Selected extract Start Marker
Reproducibility Index

Notice: The reproducibility variables underlying each score are classified using an automated LLM-based pipeline, validated against a manually labeled dataset. LLM-based classification introduces uncertainty and potential bias; scores should be interpreted as estimates. Full accuracy metrics and methodology are described in Coakley et alK. L. Coakley, T. Snelleman, H. Hoos, and O. E. Gundersen, "The embrace of open science: An analysis of a decade of AI research and 56 800 conference papers," Under Review, 2026..

Flow-GRPO: Training Flow Matching Models via Online RL

Authors: Jie Liu, Gongye Liu, Jiajun Liang, Yangguang Li, Jiaheng Liu, Xintao Wang, Pengfei Wan, Di ZHANG, Wanli Ouyang

NeurIPS 2025 | Venue PDF | LLM Run Details

Reproducibility Variable	Result	LLM Response
Research Type	Experimental	This section empirically evaluates Flow-GRPO s ability to improve flow matching models on three tasks. (1) Composition Image Generation: This task requires precise object arrangement and attribute control. We report the results on Gen Eval. (2) Visual Text Rendering: a rule-based task that evaluates the accurate rendering of the text specified in the prompt. (3) Human Preference Alignment: This task aims to align T2I models with human preferences.
Selected extract End Marker
## Activity
Answer these questions about the reproducibility index page:
(a) At which venue and in which year is the Flow-GRPO paper listed?
(b) According to the notice, how should the scores be interpreted?
(c) What result is given for the variable "Research Type"?
Dataset entries Start Marker
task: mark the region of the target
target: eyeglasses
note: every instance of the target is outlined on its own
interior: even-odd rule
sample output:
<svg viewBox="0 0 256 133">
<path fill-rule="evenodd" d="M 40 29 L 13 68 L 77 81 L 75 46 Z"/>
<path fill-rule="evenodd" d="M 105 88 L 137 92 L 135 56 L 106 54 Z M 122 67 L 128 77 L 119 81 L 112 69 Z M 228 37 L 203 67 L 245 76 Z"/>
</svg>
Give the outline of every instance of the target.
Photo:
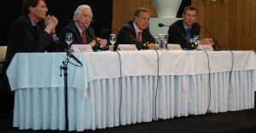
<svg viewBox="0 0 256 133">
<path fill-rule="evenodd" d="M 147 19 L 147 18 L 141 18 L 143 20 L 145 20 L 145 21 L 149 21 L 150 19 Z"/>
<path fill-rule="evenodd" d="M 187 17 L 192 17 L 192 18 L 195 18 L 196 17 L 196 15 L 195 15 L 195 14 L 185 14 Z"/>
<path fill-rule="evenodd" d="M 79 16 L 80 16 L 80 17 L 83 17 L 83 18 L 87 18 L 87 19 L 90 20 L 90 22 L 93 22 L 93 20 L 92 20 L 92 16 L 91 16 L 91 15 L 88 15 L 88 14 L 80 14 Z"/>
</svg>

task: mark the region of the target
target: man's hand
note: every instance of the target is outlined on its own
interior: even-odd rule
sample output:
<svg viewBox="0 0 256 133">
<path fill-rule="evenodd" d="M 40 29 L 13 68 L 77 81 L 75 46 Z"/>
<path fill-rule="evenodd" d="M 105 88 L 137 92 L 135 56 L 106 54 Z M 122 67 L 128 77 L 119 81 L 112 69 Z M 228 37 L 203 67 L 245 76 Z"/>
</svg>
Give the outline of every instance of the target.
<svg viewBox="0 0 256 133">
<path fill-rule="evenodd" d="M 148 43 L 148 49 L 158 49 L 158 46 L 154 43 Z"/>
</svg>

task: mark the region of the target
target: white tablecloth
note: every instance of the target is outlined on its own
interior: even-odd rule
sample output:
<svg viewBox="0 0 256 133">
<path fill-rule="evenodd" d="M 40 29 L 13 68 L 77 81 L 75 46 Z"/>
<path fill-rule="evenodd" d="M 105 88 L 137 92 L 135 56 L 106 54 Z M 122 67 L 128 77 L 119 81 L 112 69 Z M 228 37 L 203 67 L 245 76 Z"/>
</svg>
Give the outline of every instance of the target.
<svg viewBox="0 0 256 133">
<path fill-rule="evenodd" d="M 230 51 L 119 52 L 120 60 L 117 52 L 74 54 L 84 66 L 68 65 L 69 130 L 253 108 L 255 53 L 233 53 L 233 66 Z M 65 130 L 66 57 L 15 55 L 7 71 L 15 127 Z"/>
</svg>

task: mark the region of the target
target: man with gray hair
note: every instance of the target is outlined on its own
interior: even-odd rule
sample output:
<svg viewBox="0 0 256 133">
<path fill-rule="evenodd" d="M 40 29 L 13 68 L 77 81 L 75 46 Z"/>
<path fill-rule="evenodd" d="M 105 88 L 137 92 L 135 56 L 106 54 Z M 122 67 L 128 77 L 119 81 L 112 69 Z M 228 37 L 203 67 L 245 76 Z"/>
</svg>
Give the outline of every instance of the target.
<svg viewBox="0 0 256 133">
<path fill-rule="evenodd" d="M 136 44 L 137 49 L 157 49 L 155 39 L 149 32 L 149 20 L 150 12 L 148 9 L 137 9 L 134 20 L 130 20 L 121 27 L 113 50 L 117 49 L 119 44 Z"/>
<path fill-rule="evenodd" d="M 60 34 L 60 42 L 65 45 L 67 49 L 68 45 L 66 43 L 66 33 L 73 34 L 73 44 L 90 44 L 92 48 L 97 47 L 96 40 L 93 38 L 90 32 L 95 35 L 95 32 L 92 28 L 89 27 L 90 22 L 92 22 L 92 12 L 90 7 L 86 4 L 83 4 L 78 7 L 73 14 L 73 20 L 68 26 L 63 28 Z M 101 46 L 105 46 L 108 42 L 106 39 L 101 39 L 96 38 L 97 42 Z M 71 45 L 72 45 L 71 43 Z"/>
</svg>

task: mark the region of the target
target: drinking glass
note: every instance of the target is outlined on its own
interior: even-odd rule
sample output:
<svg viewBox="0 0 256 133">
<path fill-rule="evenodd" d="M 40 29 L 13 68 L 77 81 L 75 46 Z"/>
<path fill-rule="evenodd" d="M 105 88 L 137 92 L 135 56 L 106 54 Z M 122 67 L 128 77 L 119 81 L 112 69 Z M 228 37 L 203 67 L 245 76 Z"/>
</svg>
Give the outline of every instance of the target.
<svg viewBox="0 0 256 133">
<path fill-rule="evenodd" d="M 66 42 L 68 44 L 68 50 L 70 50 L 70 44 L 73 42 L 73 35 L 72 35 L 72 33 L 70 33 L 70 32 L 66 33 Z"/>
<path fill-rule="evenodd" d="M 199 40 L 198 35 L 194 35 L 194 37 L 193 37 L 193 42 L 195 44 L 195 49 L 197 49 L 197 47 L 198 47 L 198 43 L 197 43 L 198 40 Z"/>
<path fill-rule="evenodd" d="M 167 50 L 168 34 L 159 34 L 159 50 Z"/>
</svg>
Dataset entries End Marker
## Solved problem
(a) NeurIPS 2025
(b) As estimates
(c) Experimental